* DO THIS: Reproduce this listing in full.

==== INFORMATION PROVIDED

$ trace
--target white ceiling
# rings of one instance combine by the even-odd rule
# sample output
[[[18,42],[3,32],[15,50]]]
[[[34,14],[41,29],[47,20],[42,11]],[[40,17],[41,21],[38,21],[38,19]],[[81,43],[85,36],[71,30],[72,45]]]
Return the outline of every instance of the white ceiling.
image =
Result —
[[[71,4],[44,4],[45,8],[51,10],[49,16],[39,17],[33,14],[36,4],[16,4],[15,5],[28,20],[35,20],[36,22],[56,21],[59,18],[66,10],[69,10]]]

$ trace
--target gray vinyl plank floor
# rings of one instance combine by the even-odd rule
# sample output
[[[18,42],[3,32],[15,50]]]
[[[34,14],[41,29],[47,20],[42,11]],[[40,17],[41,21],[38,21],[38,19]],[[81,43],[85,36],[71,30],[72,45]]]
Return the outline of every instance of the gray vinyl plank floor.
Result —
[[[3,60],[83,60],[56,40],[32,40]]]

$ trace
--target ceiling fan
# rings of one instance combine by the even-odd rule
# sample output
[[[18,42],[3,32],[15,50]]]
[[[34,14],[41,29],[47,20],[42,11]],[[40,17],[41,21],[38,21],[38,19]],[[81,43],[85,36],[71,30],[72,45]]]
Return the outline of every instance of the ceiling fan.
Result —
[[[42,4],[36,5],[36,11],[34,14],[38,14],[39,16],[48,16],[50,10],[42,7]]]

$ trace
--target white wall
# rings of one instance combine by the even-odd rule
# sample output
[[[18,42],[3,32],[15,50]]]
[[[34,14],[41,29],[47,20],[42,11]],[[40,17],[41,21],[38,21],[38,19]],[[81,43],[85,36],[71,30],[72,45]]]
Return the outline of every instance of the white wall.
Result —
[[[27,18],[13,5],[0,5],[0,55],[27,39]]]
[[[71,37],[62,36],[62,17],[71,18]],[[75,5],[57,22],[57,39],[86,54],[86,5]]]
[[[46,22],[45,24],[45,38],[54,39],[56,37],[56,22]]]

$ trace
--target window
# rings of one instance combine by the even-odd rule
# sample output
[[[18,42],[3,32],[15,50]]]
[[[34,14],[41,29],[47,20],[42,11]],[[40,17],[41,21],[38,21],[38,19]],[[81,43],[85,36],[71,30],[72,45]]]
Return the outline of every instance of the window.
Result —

========

* WRITTEN RESPONSE:
$ trace
--target white ceiling
# rings of one instance combine by the even-odd rule
# sample output
[[[18,42],[3,32],[15,50]]]
[[[34,14],[41,29],[47,20],[42,11]],[[40,17],[41,21],[38,21],[38,19]],[[81,43],[85,36],[71,30],[72,45]]]
Return the outline of every instance of the white ceiling.
image =
Result —
[[[71,4],[44,4],[45,8],[51,10],[49,16],[39,17],[33,14],[36,4],[16,4],[15,5],[28,20],[35,20],[36,22],[56,21],[59,18],[66,10],[69,10]]]

$ trace
--target gray vinyl plank floor
# rings of one instance combine by the even-odd rule
# sample output
[[[18,42],[3,32],[15,50]]]
[[[34,14],[41,29],[47,20],[42,11]],[[40,17],[41,21],[38,21],[38,19]],[[81,43],[85,36],[71,30],[72,45]]]
Return the outline of every instance of the gray vinyl plank floor.
Result —
[[[3,60],[83,60],[56,40],[32,40]]]

$ trace
--target ceiling fan
# rings of one instance combine by the even-odd rule
# sample output
[[[18,42],[3,32],[15,50]]]
[[[34,14],[41,29],[47,20],[42,11]],[[40,17],[41,21],[38,21],[38,19]],[[81,43],[85,36],[71,30],[72,45]]]
Return the outline of every instance of the ceiling fan.
Result —
[[[42,4],[36,5],[36,11],[34,14],[38,14],[39,16],[48,16],[50,10],[42,7]]]

$ trace
--target white wall
# rings of one instance combine by the even-odd rule
# sample output
[[[18,42],[3,32],[15,50]]]
[[[34,14],[41,29],[47,20],[42,11]],[[40,17],[41,21],[38,21],[38,19]],[[81,43],[85,36],[71,30],[72,45]]]
Return the outline of every instance of the white wall.
Result —
[[[27,18],[13,5],[0,5],[0,55],[27,39]]]
[[[71,37],[62,36],[62,17],[71,18]],[[75,5],[57,22],[57,39],[86,54],[86,5]]]
[[[46,22],[45,24],[45,38],[54,39],[56,37],[56,22]]]

$ trace
--target window
# rings of one instance combine by the even-odd rule
# sample output
[[[18,42],[3,32],[15,50]]]
[[[34,14],[41,29],[47,20],[42,11]],[[40,17],[41,21],[38,21],[38,19]],[[81,43],[85,36],[71,30],[72,45]]]
Return the outline of every instance of the window.
Result —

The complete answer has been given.